Lines from a box labeling dataset
━━━━━━

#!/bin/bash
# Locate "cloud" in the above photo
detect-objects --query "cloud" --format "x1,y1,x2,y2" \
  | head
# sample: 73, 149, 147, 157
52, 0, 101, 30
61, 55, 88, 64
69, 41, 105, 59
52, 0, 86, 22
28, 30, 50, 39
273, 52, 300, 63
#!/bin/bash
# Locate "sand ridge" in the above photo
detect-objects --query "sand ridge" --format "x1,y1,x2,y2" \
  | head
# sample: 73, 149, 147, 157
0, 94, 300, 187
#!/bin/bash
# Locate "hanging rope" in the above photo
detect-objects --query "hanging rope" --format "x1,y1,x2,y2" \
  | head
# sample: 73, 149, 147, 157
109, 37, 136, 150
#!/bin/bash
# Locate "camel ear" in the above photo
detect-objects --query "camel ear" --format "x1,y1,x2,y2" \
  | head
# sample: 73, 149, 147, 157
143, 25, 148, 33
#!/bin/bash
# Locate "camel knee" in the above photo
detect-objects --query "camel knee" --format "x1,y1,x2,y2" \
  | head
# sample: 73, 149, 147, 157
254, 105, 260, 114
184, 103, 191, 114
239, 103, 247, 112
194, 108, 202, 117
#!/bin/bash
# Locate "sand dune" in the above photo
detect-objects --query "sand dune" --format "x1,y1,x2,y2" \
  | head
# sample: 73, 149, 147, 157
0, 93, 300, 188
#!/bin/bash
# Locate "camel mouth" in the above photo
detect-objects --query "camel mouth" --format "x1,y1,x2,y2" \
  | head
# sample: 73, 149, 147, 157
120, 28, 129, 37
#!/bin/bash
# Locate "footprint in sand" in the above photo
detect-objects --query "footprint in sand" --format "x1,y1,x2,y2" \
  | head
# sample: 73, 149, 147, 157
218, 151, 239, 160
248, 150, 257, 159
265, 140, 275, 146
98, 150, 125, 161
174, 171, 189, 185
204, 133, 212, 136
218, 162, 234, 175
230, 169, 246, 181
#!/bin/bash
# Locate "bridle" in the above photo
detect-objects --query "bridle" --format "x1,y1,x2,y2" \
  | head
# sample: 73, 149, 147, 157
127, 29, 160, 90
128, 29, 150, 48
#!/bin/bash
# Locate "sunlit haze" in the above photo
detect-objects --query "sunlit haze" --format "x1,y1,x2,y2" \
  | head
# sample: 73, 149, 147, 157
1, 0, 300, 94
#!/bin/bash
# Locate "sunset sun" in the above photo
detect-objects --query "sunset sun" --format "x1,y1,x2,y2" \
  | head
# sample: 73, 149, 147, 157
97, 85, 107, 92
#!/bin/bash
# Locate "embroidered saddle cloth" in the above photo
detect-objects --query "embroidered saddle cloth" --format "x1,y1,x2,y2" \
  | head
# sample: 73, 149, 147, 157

━━━━━━

Request: In the lines from the start through the line with "0, 94, 300, 187", change "sand ridge" to "dune crest" and rewrite those lines with everything else left as it is.

Answer in full:
#!/bin/bash
# Locate "cloud" in the above photo
detect-objects --query "cloud" --format "x1,y1,x2,y2" \
  | head
# sample: 73, 149, 147, 157
52, 0, 101, 30
61, 55, 88, 64
69, 41, 105, 59
52, 0, 86, 22
28, 30, 50, 39
273, 52, 300, 63
#!/bin/bash
# Locate "dune crest" in the above photo
detect-objects --query "dune crest" --format "x1,y1,x2,y2" \
  | head
# sample: 73, 149, 147, 157
0, 94, 300, 187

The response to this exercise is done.